**TO DO**
Please render the items below as a JSON list of strings, one string for each line, with blank lines left out. Leave the pictures out of the list.

━━ EXTRACTED RECORDS ━━

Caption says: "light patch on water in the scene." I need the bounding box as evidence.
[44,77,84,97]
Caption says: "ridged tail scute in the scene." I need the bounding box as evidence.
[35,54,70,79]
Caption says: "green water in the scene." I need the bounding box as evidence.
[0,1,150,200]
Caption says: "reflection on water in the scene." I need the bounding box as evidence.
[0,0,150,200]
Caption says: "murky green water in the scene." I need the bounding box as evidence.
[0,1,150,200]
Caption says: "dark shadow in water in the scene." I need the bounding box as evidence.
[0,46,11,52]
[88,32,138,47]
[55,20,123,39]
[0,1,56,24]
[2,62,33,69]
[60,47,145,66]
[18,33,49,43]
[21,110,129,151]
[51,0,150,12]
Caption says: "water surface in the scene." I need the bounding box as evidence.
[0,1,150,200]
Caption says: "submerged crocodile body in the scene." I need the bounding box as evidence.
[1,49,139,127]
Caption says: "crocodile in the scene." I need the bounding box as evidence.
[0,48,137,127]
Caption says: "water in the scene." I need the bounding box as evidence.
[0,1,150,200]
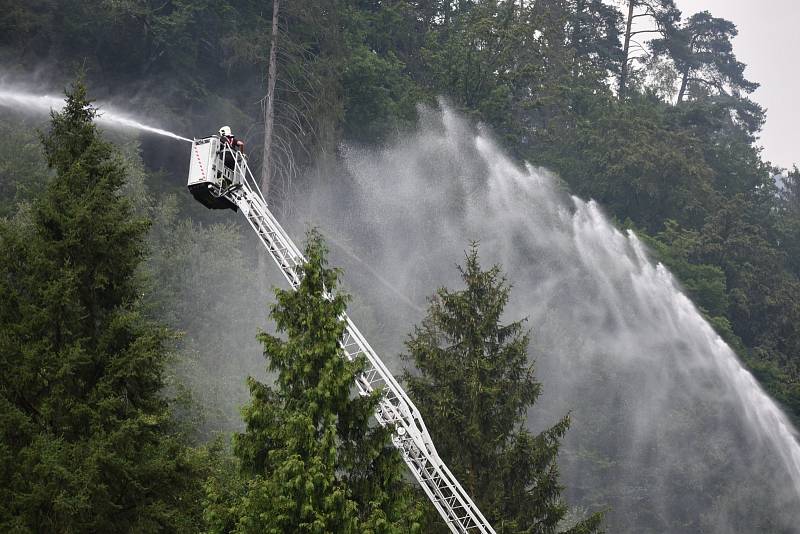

━━━

**SOLUTION**
[
  "Caption says: \"light patch on water in the scene.\" I need the bounding box as evidence.",
  "[44,77,84,97]",
  "Caption says: \"ridged tail scute in the scene.\" I need the bounding box as evidence.",
  "[35,54,70,79]",
  "Caption says: \"green water in the scene.\" I need the bounding box as evidence.",
  "[0,1,150,200]",
  "Caption says: \"reflection on water in the scene.\" I need the bounding box as evidence.",
  "[0,0,150,200]",
  "Caption says: \"murky green water in the scene.\" I need the bounding box as evidence.",
  "[0,1,150,200]",
  "Caption says: \"dark shadow in water in the scene.\" I need the bounding box as evidence.",
  "[0,46,11,52]",
  "[88,32,138,47]",
  "[55,20,123,39]",
  "[0,1,56,24]",
  "[2,62,33,69]",
  "[60,47,145,66]",
  "[18,33,49,43]",
  "[21,110,129,151]",
  "[51,0,150,12]",
  "Caption says: \"water surface in the scene.\" I need the bounding box as evidence.",
  "[0,1,150,200]",
  "Caption says: \"submerged crocodile body in the scene.\" I need the bounding box as evidence.",
  "[1,49,139,127]",
  "Caption says: \"crocodile in the scene.\" I need the bounding box as evidence.",
  "[0,48,137,127]",
  "Caption says: \"water in the scene.\" I need the bounding box as evidence.",
  "[0,1,150,200]"
]